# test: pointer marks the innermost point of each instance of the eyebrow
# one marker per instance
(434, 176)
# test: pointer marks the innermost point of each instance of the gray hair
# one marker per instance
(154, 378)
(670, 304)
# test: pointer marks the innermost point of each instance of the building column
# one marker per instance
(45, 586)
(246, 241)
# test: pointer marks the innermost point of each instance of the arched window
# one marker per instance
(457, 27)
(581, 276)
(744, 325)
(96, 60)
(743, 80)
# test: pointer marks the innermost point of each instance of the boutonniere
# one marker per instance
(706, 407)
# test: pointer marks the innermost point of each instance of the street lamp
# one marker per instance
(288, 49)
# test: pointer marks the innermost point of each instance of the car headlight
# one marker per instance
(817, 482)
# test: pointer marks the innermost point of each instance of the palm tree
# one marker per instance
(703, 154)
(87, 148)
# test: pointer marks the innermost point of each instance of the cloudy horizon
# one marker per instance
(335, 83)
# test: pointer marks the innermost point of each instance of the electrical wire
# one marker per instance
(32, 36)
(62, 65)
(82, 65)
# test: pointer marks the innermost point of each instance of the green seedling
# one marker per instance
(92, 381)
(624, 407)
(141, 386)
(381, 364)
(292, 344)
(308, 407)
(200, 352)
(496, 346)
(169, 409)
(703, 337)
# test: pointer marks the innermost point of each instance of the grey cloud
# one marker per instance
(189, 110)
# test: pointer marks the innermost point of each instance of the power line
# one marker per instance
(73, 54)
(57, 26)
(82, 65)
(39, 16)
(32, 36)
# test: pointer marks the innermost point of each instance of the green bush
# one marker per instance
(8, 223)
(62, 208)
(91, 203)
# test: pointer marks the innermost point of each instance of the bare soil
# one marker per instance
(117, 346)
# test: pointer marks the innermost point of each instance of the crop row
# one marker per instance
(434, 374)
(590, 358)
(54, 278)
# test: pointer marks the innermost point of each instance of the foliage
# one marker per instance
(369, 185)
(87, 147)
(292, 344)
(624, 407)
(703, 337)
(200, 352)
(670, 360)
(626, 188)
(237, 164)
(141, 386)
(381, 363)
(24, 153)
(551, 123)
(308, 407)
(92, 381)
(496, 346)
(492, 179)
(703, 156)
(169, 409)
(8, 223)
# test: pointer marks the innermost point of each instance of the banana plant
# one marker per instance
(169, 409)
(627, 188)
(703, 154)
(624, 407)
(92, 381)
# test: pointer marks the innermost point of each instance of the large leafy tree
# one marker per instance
_ _ _ _ _
Description of the task: Exactly as shown above, write out all the records.

Solution below:
# test: pointer marks the innermost point of each instance of the eyebrow
# one marker per instance
(434, 176)
# test: pointer marks the innermost point of each instance of the gray hair
# one marker per instance
(154, 378)
(670, 304)
# test: pointer marks the innermost point of each instance of the building column
# one marker per instance
(45, 586)
(246, 241)
# test: pointer marks the innermost point of each instance of the arched window
# one marker per instance
(457, 27)
(581, 276)
(744, 325)
(96, 60)
(743, 80)
# test: pointer marks the innermost point of each instance of the boutonniere
# one marker per instance
(706, 407)
# test: pointer marks the innermost point of each instance of the street lamp
# one marker per instance
(288, 49)
# test: pointer marks the innermost point of each instance of the car headlight
# one marker per instance
(817, 482)
# test: pointer marks the innermost point of each instance of the palm tree
# one marker per instance
(703, 154)
(87, 148)
# test: pointer marks the innermost point of each instance of the cloudy horizon
# one marker per instance
(335, 83)
# test: pointer marks the innermost point of each instance of the electrical wire
# one marker per instance
(32, 36)
(62, 65)
(82, 65)
# test: pointer marks the innermost point of each instance of the green seedling
# one marker per instance
(92, 381)
(624, 407)
(141, 386)
(381, 364)
(292, 344)
(308, 407)
(200, 352)
(496, 346)
(169, 409)
(703, 337)
# test: pointer marks the innermost point of each instance of the grey cloud
# one marker per instance
(189, 110)
# test: pointer marks the innermost point of each instance of the power line
# one marker per instance
(73, 54)
(57, 26)
(82, 65)
(39, 16)
(32, 36)
# test: pointer marks the innermost point of each instance of the green bush
# one marker per instance
(8, 223)
(62, 208)
(91, 203)
# test: pointer marks the innermost point of each instance of the bare soil
# one marker per instance
(117, 346)
# test: pointer marks the innermost point of each instance of the crop row
# one marker per instance
(434, 374)
(590, 358)
(54, 278)
# test: pointer marks the innermost point of each instance of the foliage
# one marker per instance
(369, 185)
(87, 147)
(292, 344)
(624, 407)
(703, 337)
(200, 352)
(670, 360)
(626, 188)
(237, 164)
(141, 386)
(381, 363)
(24, 153)
(551, 123)
(308, 407)
(92, 381)
(496, 346)
(492, 179)
(703, 156)
(169, 409)
(8, 223)
# test: pointer marks the innermost point of each instance of the banana plant
# one marker per instance
(169, 409)
(627, 188)
(703, 154)
(624, 407)
(92, 381)
# test: pointer marks the innermost point of each instance of the large leafy tree
# one marker per instance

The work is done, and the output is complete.